→ About this task:
Copy out every line holding the string "wooden" from the records below.

Data excerpts

━━━━━━━━━━━━━━━━━━━━━━━━━━━━━━

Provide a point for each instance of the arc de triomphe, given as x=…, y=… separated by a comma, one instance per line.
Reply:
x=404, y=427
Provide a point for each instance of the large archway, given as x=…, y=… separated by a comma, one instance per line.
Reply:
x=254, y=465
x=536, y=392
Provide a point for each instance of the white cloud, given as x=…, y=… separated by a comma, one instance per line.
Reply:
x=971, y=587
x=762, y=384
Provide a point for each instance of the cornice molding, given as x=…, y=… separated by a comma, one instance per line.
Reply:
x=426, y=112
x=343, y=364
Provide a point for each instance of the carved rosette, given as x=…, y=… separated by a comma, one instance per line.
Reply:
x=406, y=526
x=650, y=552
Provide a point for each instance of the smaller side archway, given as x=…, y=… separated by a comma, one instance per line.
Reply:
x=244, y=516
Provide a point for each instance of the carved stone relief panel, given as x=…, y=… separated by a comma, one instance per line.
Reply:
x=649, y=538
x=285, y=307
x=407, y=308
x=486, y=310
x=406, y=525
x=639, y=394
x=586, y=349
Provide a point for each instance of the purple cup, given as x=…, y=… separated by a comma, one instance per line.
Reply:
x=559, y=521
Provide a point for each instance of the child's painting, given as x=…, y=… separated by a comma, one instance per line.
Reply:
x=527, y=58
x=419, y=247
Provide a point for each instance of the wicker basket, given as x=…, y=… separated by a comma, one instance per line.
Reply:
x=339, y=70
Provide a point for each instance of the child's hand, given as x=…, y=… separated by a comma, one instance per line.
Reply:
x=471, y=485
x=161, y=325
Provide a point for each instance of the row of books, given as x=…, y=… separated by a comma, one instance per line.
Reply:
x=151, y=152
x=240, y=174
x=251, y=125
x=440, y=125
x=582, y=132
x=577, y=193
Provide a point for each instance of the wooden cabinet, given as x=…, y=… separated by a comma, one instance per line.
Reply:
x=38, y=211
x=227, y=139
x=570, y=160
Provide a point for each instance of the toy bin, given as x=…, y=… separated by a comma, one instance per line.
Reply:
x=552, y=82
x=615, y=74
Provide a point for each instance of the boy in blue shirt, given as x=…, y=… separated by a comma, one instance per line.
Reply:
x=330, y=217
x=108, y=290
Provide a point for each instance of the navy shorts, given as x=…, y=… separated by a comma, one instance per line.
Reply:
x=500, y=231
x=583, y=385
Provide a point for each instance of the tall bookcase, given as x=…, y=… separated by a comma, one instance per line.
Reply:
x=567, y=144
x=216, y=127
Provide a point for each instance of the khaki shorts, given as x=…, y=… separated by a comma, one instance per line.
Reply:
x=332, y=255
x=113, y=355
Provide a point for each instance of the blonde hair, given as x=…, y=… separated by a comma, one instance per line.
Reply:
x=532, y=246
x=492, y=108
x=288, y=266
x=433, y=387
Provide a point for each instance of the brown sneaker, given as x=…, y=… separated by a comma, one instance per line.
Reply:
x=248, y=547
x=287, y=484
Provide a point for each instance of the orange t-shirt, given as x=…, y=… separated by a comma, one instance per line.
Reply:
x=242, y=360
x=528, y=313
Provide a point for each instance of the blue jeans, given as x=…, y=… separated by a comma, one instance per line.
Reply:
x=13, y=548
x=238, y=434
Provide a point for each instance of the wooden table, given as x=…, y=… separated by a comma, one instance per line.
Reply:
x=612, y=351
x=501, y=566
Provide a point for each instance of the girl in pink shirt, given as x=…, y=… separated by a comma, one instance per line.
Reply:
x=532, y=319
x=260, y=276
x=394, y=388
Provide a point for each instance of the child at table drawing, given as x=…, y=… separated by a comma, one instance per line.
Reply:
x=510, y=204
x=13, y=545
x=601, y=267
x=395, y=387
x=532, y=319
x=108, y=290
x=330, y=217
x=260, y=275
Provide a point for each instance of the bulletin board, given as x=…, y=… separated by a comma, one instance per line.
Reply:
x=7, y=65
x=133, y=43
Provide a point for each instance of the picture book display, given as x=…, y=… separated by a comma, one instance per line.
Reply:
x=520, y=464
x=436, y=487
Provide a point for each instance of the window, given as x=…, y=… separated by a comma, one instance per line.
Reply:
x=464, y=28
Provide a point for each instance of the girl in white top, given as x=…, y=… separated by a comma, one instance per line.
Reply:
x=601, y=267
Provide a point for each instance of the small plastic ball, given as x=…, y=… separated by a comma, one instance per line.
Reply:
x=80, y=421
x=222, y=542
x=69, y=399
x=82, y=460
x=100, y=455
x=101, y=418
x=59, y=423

━━━━━━━━━━━━━━━━━━━━━━━━━━━━━━

→ Exercise output:
Provide a point for each instance of the wooden cabinet, given as x=…, y=… separated by a comma, one instance per line.
Provide a point for each instance of the wooden table, given as x=…, y=… separated by a comma, one instance per line.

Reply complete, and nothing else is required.